# Text provided start

April 24 2014 will mark the first anniversary of the collapse of the Rana Plaza garment factory in Bangladesh, which claimed the lives of 1,129 people.
The tragedy was seen as a wake-up call to a western fashion industry that had been operating an unsustainable supply chain for decades, and campaigners have spent the past 12 months demanding that the fashion brands whose clothes were made in the factory sign up for a stricter set of safety regulations.
At times, it has seemed that this call for corporate responsibility has been slightly sterile, obscuring the stories of the real people affected by the Rana Plaza collapse: families of the dead, injured survivors, a whole community that relied on the factory for work. Rainbow Collective‘s dedicated initiative Raising for Rana is bringing that focus back to Bangladesh with an event in London on the anniversary of the tragedy, featuring the premiere of its new not-for-profit documentary, Tears In The Fabric.
The film, by Hannan Majid and Richard York, follows the life of Razia Begum, a grandmother who is caring for her two young grandsons after losing her two daughters and a son-in-law in the disaster. While having to come to terms with an enormous personal loss, Razia is also struggling with homelessness – the result of losing her family’s livelihood – and fighting for compensation from the brands involved in the disaster.

# Text provided end

● Complete the following
[A] According to the Rana Plaza article, how many people died in the factory collapse?
[B] Print the passage of the Rana Plaza article between "The tragedy was" and "In The Fabric.", inclusive.
The data that follows comes from a separate source unrelated to the Rana Plaza article.

# Dataset section start

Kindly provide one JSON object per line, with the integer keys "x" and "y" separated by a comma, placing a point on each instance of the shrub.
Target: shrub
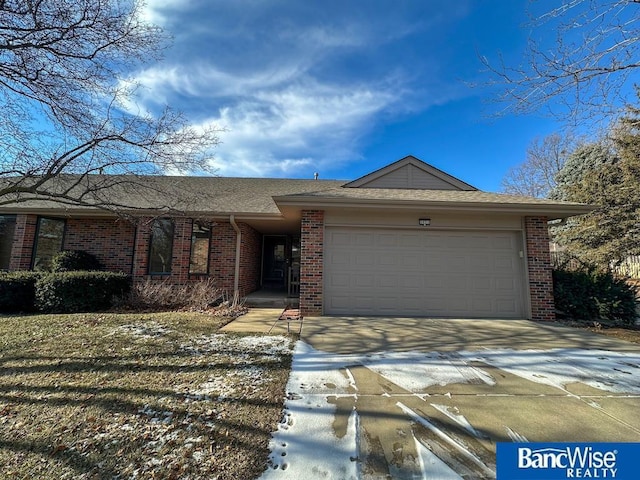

# Dataset section end

● Answers for the tasks
[A] 1,129 people

[B]
The tragedy was seen as a wake-up call to a western fashion industry that had been operating an unsustainable supply chain for decades, and campaigners have spent the past 12 months demanding that the fashion brands whose clothes were made in the factory sign up for a stricter set of safety regulations.
At times, it has seemed that this call for corporate responsibility has been slightly sterile, obscuring the stories of the real people affected by the Rana Plaza collapse: families of the dead, injured survivors, a whole community that relied on the factory for work. Rainbow Collective‘s dedicated initiative Raising for Rana is bringing that focus back to Bangladesh with an event in London on the anniversary of the tragedy, featuring the premiere of its new not-for-profit documentary, Tears In The Fabric.